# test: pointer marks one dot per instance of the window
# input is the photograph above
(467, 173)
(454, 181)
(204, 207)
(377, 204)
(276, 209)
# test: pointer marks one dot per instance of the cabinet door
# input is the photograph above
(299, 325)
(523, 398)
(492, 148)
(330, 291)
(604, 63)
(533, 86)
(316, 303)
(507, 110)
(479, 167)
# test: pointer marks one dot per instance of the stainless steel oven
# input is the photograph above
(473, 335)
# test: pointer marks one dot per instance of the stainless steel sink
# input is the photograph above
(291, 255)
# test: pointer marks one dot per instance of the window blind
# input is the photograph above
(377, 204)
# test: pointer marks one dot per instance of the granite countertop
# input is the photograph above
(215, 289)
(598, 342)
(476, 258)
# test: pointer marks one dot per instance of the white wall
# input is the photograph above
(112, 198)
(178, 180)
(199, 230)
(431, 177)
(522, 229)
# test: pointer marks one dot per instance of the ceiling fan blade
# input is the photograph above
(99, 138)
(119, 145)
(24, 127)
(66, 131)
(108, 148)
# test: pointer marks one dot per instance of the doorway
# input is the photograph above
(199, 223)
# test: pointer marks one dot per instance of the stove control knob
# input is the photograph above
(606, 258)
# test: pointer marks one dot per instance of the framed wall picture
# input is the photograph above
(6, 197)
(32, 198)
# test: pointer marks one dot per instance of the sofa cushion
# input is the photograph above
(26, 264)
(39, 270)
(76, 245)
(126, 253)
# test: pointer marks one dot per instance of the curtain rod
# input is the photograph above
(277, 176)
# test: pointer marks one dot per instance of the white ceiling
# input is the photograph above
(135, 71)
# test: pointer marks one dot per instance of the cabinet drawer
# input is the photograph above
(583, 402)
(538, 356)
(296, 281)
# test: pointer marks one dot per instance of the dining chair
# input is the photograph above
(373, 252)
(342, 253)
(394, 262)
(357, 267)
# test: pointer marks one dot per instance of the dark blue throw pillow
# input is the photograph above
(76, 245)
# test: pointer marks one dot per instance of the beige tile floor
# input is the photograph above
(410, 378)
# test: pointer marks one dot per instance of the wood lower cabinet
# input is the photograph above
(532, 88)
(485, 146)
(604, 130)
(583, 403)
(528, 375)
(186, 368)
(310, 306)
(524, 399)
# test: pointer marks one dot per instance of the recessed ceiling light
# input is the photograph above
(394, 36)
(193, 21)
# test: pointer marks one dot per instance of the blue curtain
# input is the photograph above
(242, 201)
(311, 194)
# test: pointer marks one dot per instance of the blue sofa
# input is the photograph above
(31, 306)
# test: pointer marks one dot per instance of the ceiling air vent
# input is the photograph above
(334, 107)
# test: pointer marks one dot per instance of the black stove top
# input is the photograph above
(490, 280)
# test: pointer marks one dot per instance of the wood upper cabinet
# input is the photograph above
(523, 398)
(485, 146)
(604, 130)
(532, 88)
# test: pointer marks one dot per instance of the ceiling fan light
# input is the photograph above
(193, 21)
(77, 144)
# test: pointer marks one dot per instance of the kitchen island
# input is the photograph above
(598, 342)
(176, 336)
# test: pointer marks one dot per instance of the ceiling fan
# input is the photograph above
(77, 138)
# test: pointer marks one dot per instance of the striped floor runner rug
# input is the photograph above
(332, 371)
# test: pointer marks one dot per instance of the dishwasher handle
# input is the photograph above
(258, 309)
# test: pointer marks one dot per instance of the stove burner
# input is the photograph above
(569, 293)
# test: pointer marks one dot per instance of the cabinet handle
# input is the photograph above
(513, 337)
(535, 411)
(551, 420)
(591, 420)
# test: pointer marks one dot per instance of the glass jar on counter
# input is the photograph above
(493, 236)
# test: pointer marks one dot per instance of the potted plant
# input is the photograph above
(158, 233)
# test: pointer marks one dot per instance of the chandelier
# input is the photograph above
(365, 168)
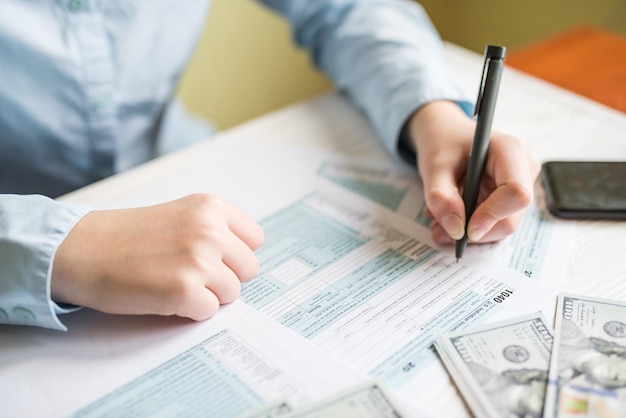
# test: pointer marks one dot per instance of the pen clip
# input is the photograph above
(492, 52)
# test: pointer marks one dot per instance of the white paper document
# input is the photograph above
(232, 363)
(349, 273)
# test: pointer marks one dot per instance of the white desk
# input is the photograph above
(555, 123)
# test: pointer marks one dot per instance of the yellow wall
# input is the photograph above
(246, 63)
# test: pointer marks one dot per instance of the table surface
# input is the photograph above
(555, 123)
(586, 60)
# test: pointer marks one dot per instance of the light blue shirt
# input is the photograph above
(87, 90)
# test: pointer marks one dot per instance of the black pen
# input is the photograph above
(484, 110)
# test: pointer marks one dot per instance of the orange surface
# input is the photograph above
(586, 60)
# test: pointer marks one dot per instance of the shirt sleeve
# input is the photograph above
(31, 229)
(385, 55)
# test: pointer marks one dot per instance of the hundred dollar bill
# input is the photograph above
(501, 368)
(587, 376)
(369, 400)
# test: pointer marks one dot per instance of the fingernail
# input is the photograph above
(475, 233)
(453, 225)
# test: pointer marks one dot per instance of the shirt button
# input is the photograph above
(23, 315)
(76, 5)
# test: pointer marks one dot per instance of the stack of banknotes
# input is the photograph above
(523, 367)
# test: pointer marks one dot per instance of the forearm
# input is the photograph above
(385, 55)
(31, 229)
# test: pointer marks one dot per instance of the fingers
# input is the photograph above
(442, 137)
(513, 172)
(184, 257)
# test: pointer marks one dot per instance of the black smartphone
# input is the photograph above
(585, 189)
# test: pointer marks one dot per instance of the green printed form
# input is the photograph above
(372, 295)
(192, 384)
(400, 191)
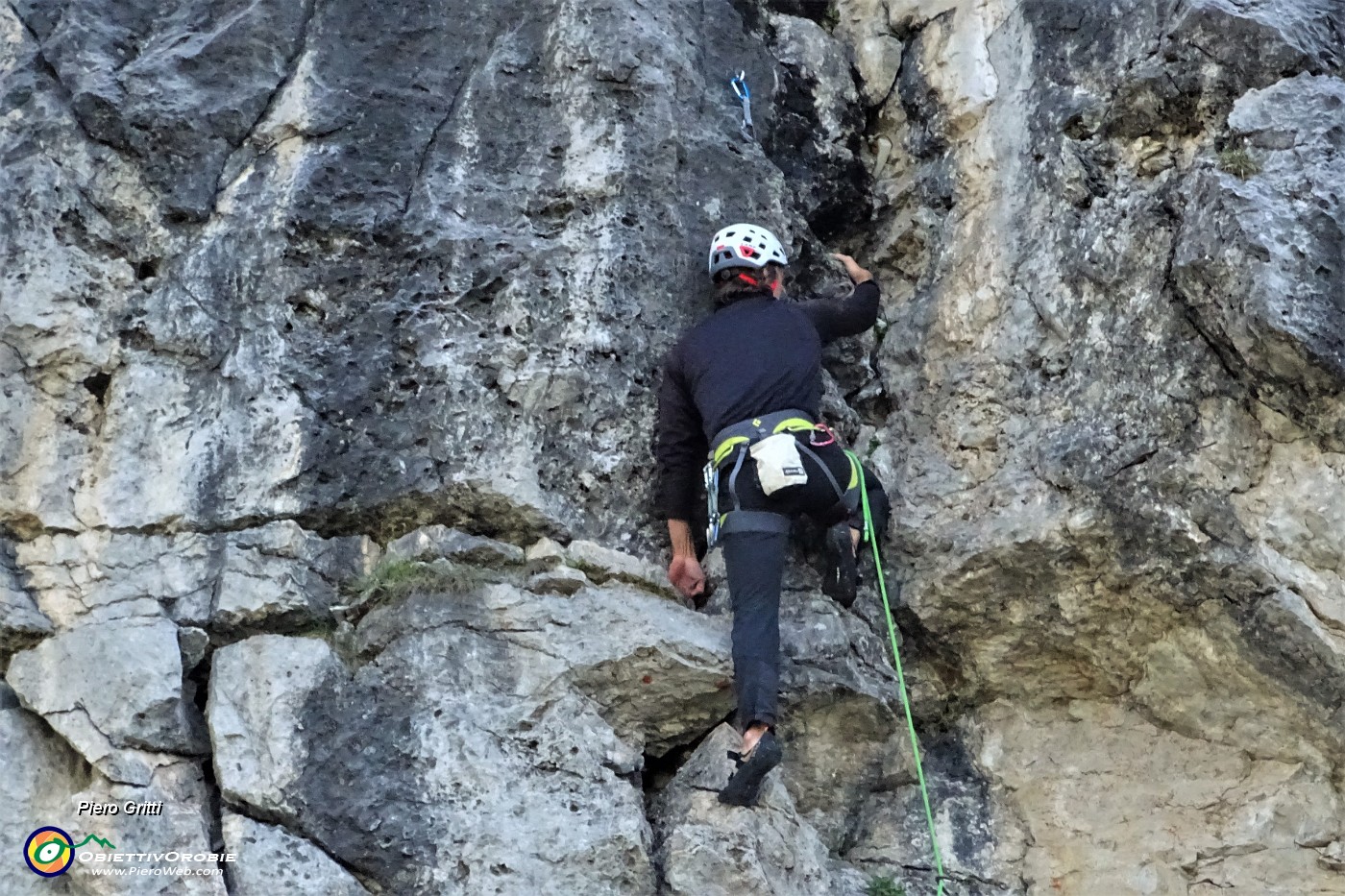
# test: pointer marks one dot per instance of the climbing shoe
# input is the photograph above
(838, 567)
(746, 786)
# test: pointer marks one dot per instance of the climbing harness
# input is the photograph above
(750, 432)
(744, 94)
(901, 677)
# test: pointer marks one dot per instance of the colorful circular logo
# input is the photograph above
(49, 852)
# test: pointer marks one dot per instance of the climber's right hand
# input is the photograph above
(686, 576)
(853, 268)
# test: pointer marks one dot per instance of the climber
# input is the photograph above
(743, 388)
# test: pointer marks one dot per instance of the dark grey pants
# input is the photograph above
(755, 564)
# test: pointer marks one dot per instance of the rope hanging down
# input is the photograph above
(901, 677)
(744, 94)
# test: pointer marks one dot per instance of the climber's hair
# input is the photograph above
(729, 287)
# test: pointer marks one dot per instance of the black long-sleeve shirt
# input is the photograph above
(749, 358)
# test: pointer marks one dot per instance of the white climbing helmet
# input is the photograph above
(744, 247)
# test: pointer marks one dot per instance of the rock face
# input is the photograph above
(288, 287)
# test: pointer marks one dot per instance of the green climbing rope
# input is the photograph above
(901, 677)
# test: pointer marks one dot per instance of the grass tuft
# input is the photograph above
(1239, 163)
(397, 577)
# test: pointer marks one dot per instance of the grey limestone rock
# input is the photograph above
(441, 543)
(705, 846)
(281, 281)
(271, 859)
(113, 690)
(20, 620)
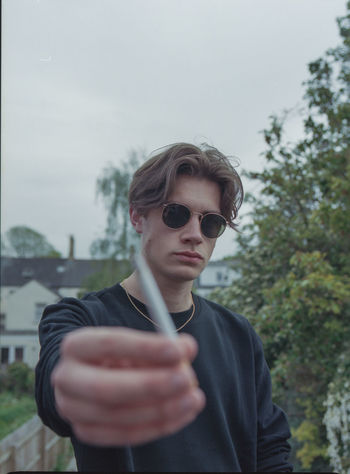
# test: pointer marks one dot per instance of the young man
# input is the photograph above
(130, 398)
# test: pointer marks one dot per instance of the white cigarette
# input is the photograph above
(154, 299)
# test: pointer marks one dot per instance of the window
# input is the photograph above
(39, 308)
(5, 355)
(19, 354)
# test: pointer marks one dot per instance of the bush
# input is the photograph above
(18, 379)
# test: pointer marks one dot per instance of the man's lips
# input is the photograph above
(190, 255)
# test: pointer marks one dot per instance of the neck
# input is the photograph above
(177, 296)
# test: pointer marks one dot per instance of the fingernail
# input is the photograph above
(179, 380)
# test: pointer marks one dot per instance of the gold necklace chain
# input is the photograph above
(151, 320)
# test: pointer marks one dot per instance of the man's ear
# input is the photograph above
(136, 219)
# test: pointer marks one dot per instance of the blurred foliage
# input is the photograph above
(17, 378)
(14, 411)
(22, 241)
(113, 187)
(294, 254)
(337, 416)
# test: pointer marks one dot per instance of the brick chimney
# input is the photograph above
(71, 247)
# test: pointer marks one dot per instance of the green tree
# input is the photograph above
(113, 186)
(22, 241)
(294, 255)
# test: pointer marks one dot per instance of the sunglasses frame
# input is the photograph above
(201, 214)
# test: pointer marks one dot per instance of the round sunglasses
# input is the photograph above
(177, 215)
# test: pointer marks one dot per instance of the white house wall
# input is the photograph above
(29, 343)
(21, 305)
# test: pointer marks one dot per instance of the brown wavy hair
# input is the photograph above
(154, 181)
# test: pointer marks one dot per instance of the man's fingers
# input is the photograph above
(121, 386)
(109, 345)
(105, 435)
(79, 411)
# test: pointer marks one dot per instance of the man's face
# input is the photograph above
(179, 254)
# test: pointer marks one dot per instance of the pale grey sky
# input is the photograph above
(85, 81)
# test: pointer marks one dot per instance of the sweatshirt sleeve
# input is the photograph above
(273, 450)
(58, 320)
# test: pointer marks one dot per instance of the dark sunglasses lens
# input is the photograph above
(176, 215)
(213, 225)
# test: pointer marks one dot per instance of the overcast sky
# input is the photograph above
(85, 81)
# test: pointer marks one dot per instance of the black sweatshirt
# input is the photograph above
(240, 429)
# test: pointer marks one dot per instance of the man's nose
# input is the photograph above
(192, 230)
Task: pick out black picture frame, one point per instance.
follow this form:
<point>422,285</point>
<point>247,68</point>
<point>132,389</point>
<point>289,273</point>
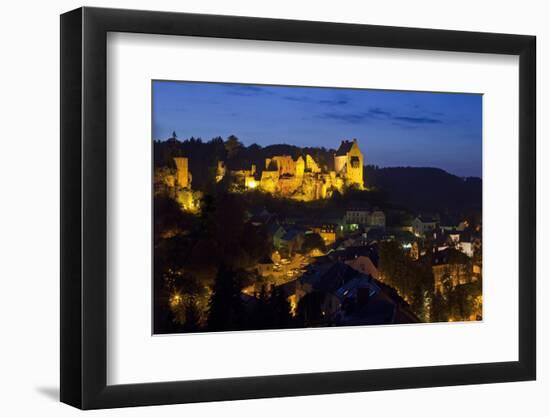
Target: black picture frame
<point>84,207</point>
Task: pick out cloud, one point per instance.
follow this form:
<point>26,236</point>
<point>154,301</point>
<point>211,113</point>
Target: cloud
<point>336,102</point>
<point>376,113</point>
<point>417,120</point>
<point>298,99</point>
<point>310,100</point>
<point>247,90</point>
<point>348,117</point>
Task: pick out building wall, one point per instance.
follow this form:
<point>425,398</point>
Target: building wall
<point>182,175</point>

→ **WORK REQUIRED**:
Pick every line from the listing holding the string "sofa", and copy it.

→ **TASK ANSWER**:
# test: pointer marks one dot per instance of the sofa cushion
# test: pointer marks one dot per instance of the blue sofa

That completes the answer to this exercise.